**Problemas a resolver**
[A] Reescreva o trecho do texto sobre a Umbanda entre "A nossa luta" e "das eleições presidenciais.", inclusive, trocando "prefeituras" por "administrações municipais".
[B] Por favor, prossiga com o texto sobre a Umbanda a partir do ponto em que ele para.

**Texto para leitura**
:::
UMA
CONVERSA COM OS IRMÃOS UMBANDISTAS: as eleições como provação para o
crescimento espiritual
Irmãos sabemos que a
Umbanda tem elementos de várias religiões, mas mesmo assim ela é uma religião
independente que tem seus próprios dogmas e rituais. É uma religião diversa,
onde nada nem ninguém é excluído, ao contrário todos que tiverem algo a
acrescentar são bem-vindos.
Mas não quero conversar
hoje sobre a espiritualidade de nossa religião. Hoje quero conversar sobre a
história e os riscos que corremos por sermos umbandistas.
SIM! Corremos risco só
pelo fato de sermos umbandistas e seguirmos nossa fé.
Nossa história é uma
história de perseguição. Desde 1908, ano em que nossa religião foi revelada
pelas entidades para nós (seres encarnados), que somos perseguidos.
Em 1908 o Estado Brasileiro não era um estado realmente laico, mesmo com o
Decreto 119-A de 1890 decretando a separação entre o Estado e a Igreja. A
igreja Católica era muito influente no Estado e na sociedade. Utilizando essa
influência ela perseguia as demais denominações religiosas. A Umbanda foi
considerada como sendo magia negra, que era crime à época. Assim seus integrantes
poderiam ser presos e até mortos.
Quando não temos um
Estado laico temos o risco de sofrer com esse tipo de perseguição.
A Umbanda já nasceu sendo excluída, nasceu com a população mais humilde, ao
lado das pessoas mais necessitada, surgiu do amor e da caridade.
Mas atualmente vivemos em
um país laico(?). Sabemos que o Brasil é um país violento e intolerante. E
continuamos sofrendo com a perseguição das pessoas intolerantes e dos
fundamentalistas religiosos que pregam uma guerra santa. Isso é de fácil
constatação como vemos quantos terreiros são queimados e quantos irmãos são
agredidos verbal e/ou fisicamente. Eu mesmo, por várias vezes, fui agredido
verbalmente. Graças a Olórun não fui agredido fisicamente nem meu terreiro foi
invadido (mas tenho esse receio diariamente).
A nossa luta por
reconhecimento e respeito é diária. Um exemplo é que só em 2016 o governo
federal editou uma norma que incluía os terreiros de Umbanda como sendo um
templo religioso e sendo assim teria direito a isenção fiscal do IPTU. Antes
disso cabia às prefeituras dizer se concederiam isenção ou não. Lembrando que
esse direito é garantido na constituição federal de 1988 a todos os templos
religiosos.
Mas estamos em risco.
Temos a possibilidade de
vermos a nossa perseguição aumentar exponencialmente.
Isso pode ocorrer a
depender do desfecho das eleições presidenciais.
:::
**Dados fornecidos**
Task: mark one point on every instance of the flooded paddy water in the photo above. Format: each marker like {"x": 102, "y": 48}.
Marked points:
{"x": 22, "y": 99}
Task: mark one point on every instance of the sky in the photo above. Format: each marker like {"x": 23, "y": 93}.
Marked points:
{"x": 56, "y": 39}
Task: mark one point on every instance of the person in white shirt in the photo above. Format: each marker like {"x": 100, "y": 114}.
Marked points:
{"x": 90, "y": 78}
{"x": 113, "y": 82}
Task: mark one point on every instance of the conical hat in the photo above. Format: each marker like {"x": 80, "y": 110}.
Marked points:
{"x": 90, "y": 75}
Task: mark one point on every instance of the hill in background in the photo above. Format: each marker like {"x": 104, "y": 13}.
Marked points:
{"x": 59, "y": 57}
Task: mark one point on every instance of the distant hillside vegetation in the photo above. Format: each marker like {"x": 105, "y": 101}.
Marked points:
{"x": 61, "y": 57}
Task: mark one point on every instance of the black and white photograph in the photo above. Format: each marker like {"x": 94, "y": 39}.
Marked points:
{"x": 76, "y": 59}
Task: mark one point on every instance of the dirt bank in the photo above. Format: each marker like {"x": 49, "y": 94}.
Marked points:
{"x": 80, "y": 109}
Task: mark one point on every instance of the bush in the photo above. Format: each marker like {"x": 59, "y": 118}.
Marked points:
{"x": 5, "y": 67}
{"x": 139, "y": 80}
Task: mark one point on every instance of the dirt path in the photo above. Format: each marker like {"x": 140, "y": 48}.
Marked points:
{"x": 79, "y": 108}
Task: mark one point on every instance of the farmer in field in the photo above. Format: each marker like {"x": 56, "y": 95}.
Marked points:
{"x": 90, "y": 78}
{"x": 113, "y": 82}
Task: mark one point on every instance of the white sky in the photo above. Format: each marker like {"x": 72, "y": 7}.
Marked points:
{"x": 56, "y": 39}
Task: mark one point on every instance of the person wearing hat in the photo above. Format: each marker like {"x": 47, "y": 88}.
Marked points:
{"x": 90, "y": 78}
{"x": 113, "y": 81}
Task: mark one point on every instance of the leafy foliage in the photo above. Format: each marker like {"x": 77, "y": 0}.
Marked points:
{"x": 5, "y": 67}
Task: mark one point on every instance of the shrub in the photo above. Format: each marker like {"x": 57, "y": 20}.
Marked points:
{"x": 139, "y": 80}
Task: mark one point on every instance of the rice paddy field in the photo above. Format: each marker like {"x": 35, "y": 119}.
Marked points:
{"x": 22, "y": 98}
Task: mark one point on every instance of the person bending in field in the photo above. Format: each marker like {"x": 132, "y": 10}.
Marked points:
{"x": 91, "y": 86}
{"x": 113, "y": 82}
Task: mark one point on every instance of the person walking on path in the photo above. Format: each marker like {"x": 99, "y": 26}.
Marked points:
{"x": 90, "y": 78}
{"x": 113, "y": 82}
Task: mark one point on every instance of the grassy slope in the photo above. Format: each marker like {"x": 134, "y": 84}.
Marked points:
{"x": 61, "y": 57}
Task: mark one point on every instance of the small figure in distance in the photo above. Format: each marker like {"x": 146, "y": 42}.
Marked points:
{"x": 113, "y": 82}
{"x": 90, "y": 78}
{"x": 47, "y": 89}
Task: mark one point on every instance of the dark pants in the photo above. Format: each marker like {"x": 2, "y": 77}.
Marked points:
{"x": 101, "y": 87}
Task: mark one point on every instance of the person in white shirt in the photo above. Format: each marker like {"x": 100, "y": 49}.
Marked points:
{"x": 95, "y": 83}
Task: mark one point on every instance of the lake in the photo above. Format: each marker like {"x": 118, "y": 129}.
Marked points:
:::
**Respostas**
[A]
A nossa luta por
reconhecimento e respeito é diária. Um exemplo é que só em 2016 o governo
federal editou uma norma que incluía os terreiros de Umbanda como sendo um
templo religioso e sendo assim teria direito a isenção fiscal do IPTU. Antes
disso cabia às administrações municipais dizer se concederiam isenção ou não. Lembrando que
esse direito é garantido na constituição federal de 1988 a todos os templos
religiosos.
Mas estamos em risco.
Temos a possibilidade de
vermos a nossa perseguição aumentar exponencialmente.
Isso pode ocorrer a
depender do desfecho das eleições presidenciais.

[B]
Nossa religião foi
perseguida pelo Estado e pela sociedade durante todo o período em que o Estado
se confundia com a Igreja Católica. E de certa forma ainda é perseguida.
Mas agora a ameaça é
outra. Mas com o mesmo problema.
Quando o candidato a
presidência Jair Bolsonaro diz: "Como somos um país cristão; Deus acima de
tudo! Não tem essa historinha de estado laico não, é estado cristão! E a
minoria que for contra que se mude! Vamos fazer o Brasil para as maiorias e as
minorias têm que se curvar as maiorias! As leis devem existir para defender as
maiorias, as minorias se adequam, ou simplesmente desapareçam!". Ele
demonstra que deseja voltar à época de perseguição. E mais que isso, revela sua
intenção, a partir do Estado e de seus seguidores, de exterminar todas as
pessoas que seguem alguma religião não cristã. Ou seja, ele literalmente ameaça
a vida de todos os irmãos umbandistas. Pois, ou nós nos mudamos de país, ou
mudamos de religião ou devemos desaparecer.
Estamos em risco, risco
de morte.
Não minimizarei a fala do
candidato, pois quando Hitler ascendeu ao poder na Alemanha os judeus
acreditaram que as instituições democráticas o impediria de os perseguir. Como
sabemos as instituições foram utilizadas para perseguir os judeus. Não estou
comparando Bolsonaro com Hitler, até porque cada um deles é homem do seu tempo.
Não acho correta nem honesta tal comparação. Só trouxe um fato histórico para
corroborar com minha preocupação. Eu poderia trazer outros, como por exemplo a
história do Reino do Congo após a conversão de Nkuwu Nzinga ou Rei João I ao
cristianismo.
Mas se o irmão ainda
assim quer arriscar e prefere acreditar nas instituições tenho outros motivos
para não votarmos em uma pessoa como ele.
Ele é o oposto de tudo
que pregamos em nossa vivência religiosa. Uma pessoa que deseja excluir, caçar,
subjugar, violentar, inferiorizar, etc. os negros, as mulheres, os LGBTs,
indígenas e qualquer pessoa ou grupo de pessoas que ele julga como sendo
impróprio para viver na sociedade. Ele age com ódio. Nós irmãos agimos com
amor. Estamos aqui para ajudar as pessoas independente de quem ou o que elas
sejam. Nós não estamos encarnados para julgar o irmão, pois ele tem a própria
batalha para se elevar espiritualmente.
Nossa religião nasceu com/dos excluídos, na verdade somos uma das minorias
excluídas até hoje em nossa sociedade.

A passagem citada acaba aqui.